“Undercover Economist” Tim Harford (previously) has a new book out, Messy, which makes a fascinating and compelling case that we are in real danger from the seductive neatness of computers, which put our messes out of sight, where they grow into great catastrophes.
In a long excerpt from the book on The Guardian, Harford describes the catastrophic events of the May 31, 2009 Air France Flight 447 from Rio to Paris: a trio of pilots experienced a disastrous combinations of well-understood failures, each feeding into the last, and all attributable to the way in which automation in aviation has left pilots ill-equipped to manage disasters.
The problem is that planes fly themselves, until they don’t. There is no human being who can be attentive to things that never happen. Skills you’ve acquired through practice will atrophy without that practice, because your brain is zero-sum, and the material devoted to those skills is recruited for skills you’re actually using.

**The problem**
Answer these questions from the passage on Tim Harford's book:
1. What is the title of the new book?
2. On what date did Air France Flight 447 fly, and between which cities?
3. What happens to skills acquired through practice when that practice stops?

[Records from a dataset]
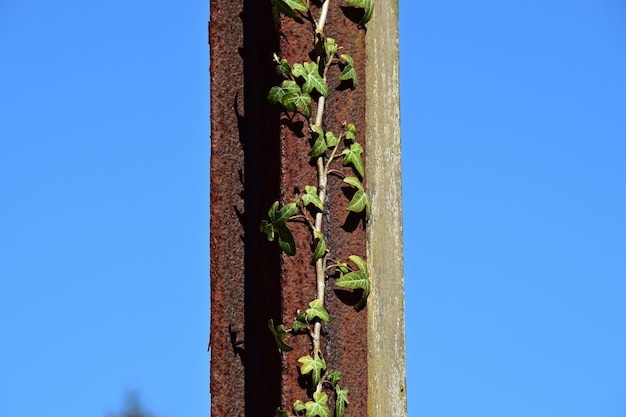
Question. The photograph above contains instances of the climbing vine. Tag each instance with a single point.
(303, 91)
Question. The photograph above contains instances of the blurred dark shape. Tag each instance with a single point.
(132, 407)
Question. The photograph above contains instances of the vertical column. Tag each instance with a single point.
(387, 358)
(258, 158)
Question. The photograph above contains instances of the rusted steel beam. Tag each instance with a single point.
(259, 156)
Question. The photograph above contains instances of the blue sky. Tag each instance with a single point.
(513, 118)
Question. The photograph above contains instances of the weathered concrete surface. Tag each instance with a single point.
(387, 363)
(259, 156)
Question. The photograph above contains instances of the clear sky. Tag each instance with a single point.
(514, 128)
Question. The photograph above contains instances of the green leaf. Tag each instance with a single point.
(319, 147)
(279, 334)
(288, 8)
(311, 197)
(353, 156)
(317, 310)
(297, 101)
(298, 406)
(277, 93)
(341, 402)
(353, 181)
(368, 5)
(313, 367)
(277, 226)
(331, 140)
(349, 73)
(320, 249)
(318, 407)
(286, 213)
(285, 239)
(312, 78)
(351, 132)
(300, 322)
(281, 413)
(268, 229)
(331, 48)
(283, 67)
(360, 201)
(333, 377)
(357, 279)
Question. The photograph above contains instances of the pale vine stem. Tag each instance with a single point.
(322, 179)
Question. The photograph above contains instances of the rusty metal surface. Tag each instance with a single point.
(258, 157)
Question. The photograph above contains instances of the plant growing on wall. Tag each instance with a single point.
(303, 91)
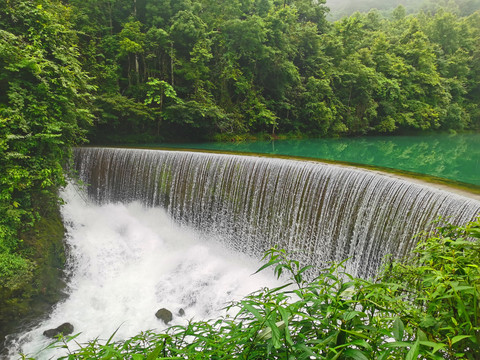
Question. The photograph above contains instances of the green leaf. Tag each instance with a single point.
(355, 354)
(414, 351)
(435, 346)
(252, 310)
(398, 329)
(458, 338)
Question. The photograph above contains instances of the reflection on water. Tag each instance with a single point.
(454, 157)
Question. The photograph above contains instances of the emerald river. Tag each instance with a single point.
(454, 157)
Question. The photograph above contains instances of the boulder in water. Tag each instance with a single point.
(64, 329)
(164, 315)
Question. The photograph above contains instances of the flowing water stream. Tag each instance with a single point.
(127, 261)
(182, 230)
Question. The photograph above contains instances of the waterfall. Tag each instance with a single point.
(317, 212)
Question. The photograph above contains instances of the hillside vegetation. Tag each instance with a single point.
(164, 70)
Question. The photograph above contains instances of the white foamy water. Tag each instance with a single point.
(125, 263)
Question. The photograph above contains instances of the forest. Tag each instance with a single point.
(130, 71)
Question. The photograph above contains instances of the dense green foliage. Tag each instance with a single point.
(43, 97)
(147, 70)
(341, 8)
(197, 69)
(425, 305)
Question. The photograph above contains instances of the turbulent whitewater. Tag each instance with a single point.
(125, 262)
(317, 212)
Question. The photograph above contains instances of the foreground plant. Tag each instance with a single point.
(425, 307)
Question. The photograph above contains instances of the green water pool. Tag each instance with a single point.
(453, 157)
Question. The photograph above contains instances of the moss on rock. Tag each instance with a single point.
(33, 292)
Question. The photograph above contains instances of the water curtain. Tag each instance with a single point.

==

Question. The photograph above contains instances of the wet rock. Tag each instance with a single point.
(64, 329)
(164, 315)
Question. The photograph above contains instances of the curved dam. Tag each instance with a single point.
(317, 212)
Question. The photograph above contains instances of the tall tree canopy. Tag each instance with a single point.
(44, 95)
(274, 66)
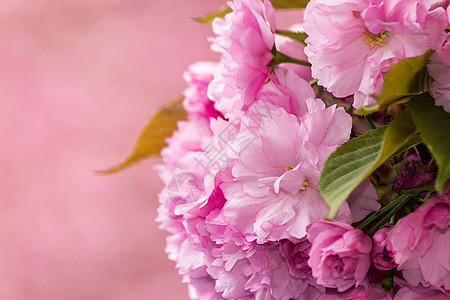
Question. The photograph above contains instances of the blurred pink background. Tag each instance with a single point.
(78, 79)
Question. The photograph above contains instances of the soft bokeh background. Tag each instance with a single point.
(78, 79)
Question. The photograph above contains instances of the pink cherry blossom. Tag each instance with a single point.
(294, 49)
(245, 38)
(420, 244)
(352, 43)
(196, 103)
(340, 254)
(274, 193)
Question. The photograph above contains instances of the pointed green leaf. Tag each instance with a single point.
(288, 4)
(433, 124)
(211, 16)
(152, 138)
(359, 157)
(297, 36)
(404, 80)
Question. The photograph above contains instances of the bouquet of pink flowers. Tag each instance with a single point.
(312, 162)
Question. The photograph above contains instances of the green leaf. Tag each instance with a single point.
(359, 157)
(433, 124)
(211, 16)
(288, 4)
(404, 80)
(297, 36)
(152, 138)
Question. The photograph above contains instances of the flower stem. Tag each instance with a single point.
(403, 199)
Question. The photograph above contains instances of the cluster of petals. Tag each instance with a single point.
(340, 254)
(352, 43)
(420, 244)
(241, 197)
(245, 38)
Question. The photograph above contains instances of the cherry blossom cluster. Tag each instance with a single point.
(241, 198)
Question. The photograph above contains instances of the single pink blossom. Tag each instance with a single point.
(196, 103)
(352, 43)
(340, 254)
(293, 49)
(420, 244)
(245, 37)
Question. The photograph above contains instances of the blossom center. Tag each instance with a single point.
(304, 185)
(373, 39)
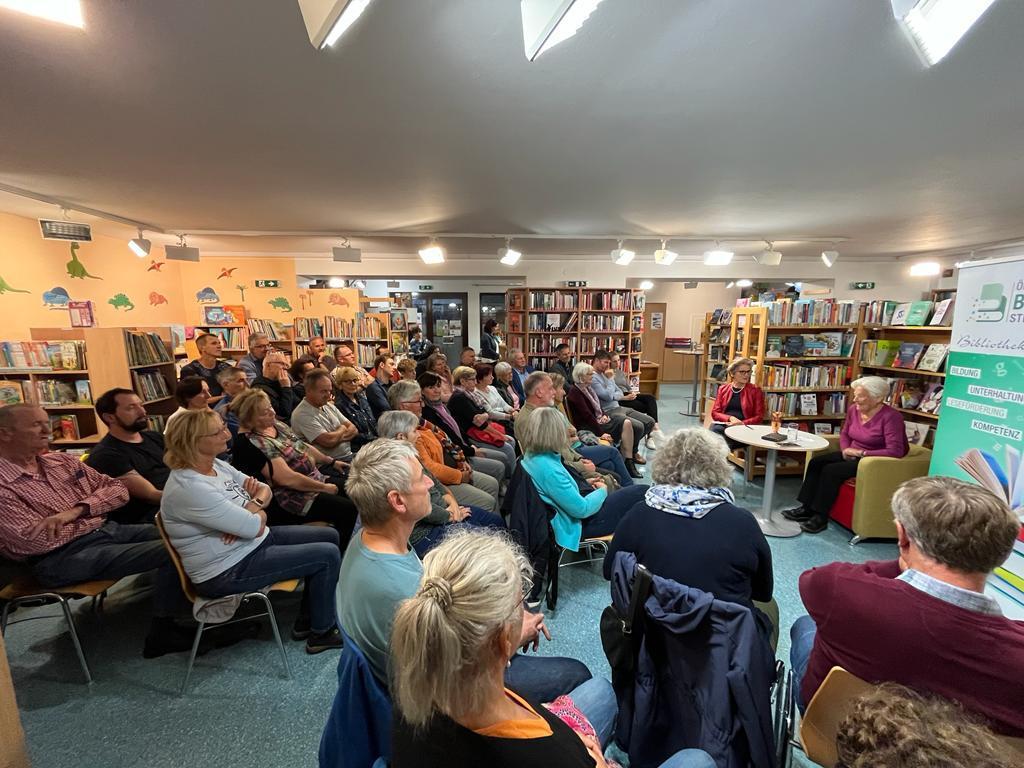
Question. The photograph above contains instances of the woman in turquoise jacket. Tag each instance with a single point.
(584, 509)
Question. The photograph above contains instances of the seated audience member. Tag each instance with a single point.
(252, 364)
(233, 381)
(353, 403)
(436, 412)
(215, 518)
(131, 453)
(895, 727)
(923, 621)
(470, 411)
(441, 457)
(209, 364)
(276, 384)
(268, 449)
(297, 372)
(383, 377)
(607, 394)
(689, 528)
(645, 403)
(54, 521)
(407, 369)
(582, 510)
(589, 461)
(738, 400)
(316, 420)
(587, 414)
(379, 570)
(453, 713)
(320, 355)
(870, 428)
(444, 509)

---

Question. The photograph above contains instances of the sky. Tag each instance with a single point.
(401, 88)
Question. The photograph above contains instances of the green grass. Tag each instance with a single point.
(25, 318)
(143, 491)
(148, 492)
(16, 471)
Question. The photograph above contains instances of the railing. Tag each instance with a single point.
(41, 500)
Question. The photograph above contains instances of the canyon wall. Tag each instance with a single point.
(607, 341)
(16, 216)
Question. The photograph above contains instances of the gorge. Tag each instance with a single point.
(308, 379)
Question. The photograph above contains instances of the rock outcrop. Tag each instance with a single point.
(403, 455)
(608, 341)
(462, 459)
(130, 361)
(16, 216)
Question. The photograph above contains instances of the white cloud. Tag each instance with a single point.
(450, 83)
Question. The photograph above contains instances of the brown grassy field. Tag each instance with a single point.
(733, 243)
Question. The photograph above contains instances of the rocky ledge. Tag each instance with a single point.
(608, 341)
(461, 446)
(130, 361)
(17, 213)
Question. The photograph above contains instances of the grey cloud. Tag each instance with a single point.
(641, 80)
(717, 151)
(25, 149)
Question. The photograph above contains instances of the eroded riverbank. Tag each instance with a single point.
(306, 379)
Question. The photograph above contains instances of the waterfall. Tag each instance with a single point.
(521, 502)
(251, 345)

**Finished exercise**
1. Messy.
2. May 31, 2009, from Rio to Paris.
3. They atrophy.